### EXERCISE DETAILS
All of the data is to be printed exactly, though the images must be left off.

[SUPPLIED RECORDS Boundary: Start]

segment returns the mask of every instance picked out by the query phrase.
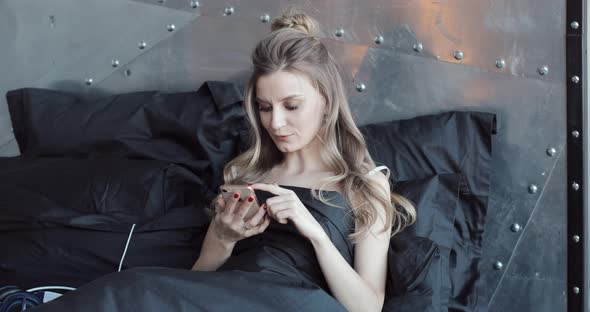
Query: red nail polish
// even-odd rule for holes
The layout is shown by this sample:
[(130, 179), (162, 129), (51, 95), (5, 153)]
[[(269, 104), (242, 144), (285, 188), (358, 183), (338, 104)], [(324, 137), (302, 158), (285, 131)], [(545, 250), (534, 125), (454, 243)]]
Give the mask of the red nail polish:
[(234, 193), (234, 198), (238, 198), (238, 197), (240, 197), (240, 194), (239, 193)]
[(248, 182), (248, 186), (252, 186), (252, 185), (254, 185), (254, 183), (250, 183), (250, 182)]
[(262, 204), (262, 206), (264, 207), (264, 210), (266, 210), (266, 204)]
[(253, 202), (254, 201), (254, 197), (253, 196), (248, 196), (248, 202)]

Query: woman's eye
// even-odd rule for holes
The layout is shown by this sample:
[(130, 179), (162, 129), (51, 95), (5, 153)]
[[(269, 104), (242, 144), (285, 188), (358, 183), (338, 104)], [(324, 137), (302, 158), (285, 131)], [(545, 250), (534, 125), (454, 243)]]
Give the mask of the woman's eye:
[(270, 112), (270, 108), (268, 107), (258, 107), (258, 110), (261, 112)]
[(288, 110), (291, 110), (291, 111), (292, 110), (296, 110), (297, 109), (297, 106), (287, 106), (287, 109)]

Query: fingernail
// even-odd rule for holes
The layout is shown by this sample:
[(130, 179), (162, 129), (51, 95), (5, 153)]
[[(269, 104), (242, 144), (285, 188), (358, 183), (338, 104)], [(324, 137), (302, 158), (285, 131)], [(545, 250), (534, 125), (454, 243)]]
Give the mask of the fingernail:
[(240, 194), (239, 193), (234, 193), (234, 198), (238, 198), (238, 197), (240, 197)]
[(264, 210), (266, 210), (266, 204), (262, 204), (262, 208), (264, 208)]
[(248, 186), (252, 186), (252, 185), (254, 185), (254, 183), (250, 183), (250, 182), (248, 182)]
[(253, 202), (254, 201), (254, 197), (253, 196), (248, 196), (248, 202)]

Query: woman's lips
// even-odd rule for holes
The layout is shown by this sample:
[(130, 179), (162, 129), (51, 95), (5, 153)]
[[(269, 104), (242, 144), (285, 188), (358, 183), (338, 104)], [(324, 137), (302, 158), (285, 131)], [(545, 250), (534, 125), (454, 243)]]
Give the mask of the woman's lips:
[(277, 135), (276, 137), (277, 137), (277, 140), (279, 140), (279, 141), (287, 141), (290, 136), (291, 135), (289, 134), (289, 135), (281, 135), (281, 136)]

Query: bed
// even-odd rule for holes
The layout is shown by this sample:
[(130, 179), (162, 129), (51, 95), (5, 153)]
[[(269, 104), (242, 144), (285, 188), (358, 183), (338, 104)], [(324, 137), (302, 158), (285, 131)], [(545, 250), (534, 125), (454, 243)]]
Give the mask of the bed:
[[(238, 86), (102, 98), (22, 88), (6, 98), (21, 155), (0, 158), (0, 287), (190, 269), (223, 165), (248, 144)], [(360, 128), (418, 213), (391, 240), (383, 311), (485, 309), (477, 290), (496, 115), (448, 111)]]

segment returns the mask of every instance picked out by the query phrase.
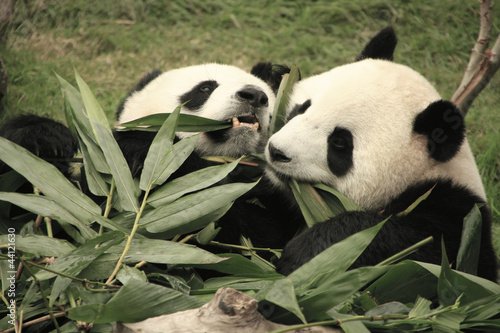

[SUPPLIED RECORDS Boundary: End]

### ANSWER SECTION
segment returns the mask of every instance picked out by the query phrase.
Query: red nail polish
// even-odd rule for holes
The layout is shown by this sample:
[(130, 179), (162, 129), (51, 95), (5, 153)]
[[(269, 104), (242, 144), (285, 188), (358, 183), (338, 104)], [(324, 137), (302, 158), (285, 131)], [(545, 250), (534, 125), (454, 243)]]
Give the mask of the red nail polish:
[(234, 193), (234, 198), (238, 198), (238, 197), (240, 197), (240, 194), (239, 193)]
[(248, 182), (248, 186), (252, 186), (252, 185), (254, 185), (254, 183), (250, 183), (250, 182)]
[(262, 204), (262, 206), (264, 207), (264, 210), (266, 210), (266, 204)]
[(253, 202), (254, 201), (254, 197), (253, 196), (248, 196), (248, 202)]

Query: woman's eye
// even-odd rule for holes
The layout is shown by this sample:
[(130, 179), (162, 129), (51, 95), (5, 153)]
[[(269, 104), (242, 144), (285, 188), (358, 183), (338, 104)], [(324, 137), (302, 158), (285, 131)], [(545, 250), (534, 125), (454, 243)]]
Give the mask of the woman's eye:
[(270, 112), (270, 108), (268, 107), (258, 107), (258, 110), (261, 112)]
[(288, 110), (291, 110), (291, 111), (292, 110), (296, 110), (297, 109), (297, 106), (287, 106), (287, 109)]

Query: fingernail
// even-odd rule for holes
The layout is shown by this sample:
[(130, 179), (162, 129), (51, 95), (5, 153)]
[[(269, 104), (242, 144), (285, 188), (358, 183), (338, 104)], [(324, 137), (302, 158), (285, 131)], [(545, 250), (534, 125), (454, 243)]]
Give the mask of the fingernail:
[(240, 194), (239, 193), (234, 193), (234, 198), (238, 198), (238, 197), (240, 197)]
[(264, 210), (266, 210), (266, 204), (262, 204), (262, 208), (264, 208)]
[(248, 186), (252, 186), (252, 185), (254, 185), (254, 183), (250, 183), (250, 182), (248, 182)]
[(253, 202), (254, 201), (254, 197), (253, 196), (248, 196), (248, 202)]

Query: woman's lips
// even-odd rule for holes
The layout is shown by this sample:
[(130, 179), (162, 129), (51, 95), (5, 153)]
[[(269, 104), (242, 144), (285, 188), (358, 183), (338, 104)], [(324, 137), (302, 158), (285, 131)], [(545, 250), (534, 125), (454, 243)]]
Give the mask of the woman's lips:
[(277, 135), (276, 137), (277, 137), (277, 140), (279, 140), (279, 141), (287, 141), (290, 136), (291, 135), (289, 134), (289, 135), (281, 135), (281, 136)]

Query: bed
// even-odd rule for holes
The layout is shown by this sample:
[(130, 179), (162, 129), (51, 95), (5, 153)]
[[(269, 104), (242, 144), (285, 188), (358, 183), (338, 104)], [(324, 137), (302, 158), (285, 131)], [(545, 250), (534, 125), (454, 243)]]
Give the mask of the bed:
[[(238, 86), (102, 98), (22, 88), (6, 98), (21, 155), (0, 158), (0, 287), (190, 269), (223, 165), (248, 144)], [(360, 128), (418, 213), (391, 240), (383, 311), (485, 309), (477, 290), (496, 115), (448, 111)]]

segment returns the mask of every instance picked out by the query phrase.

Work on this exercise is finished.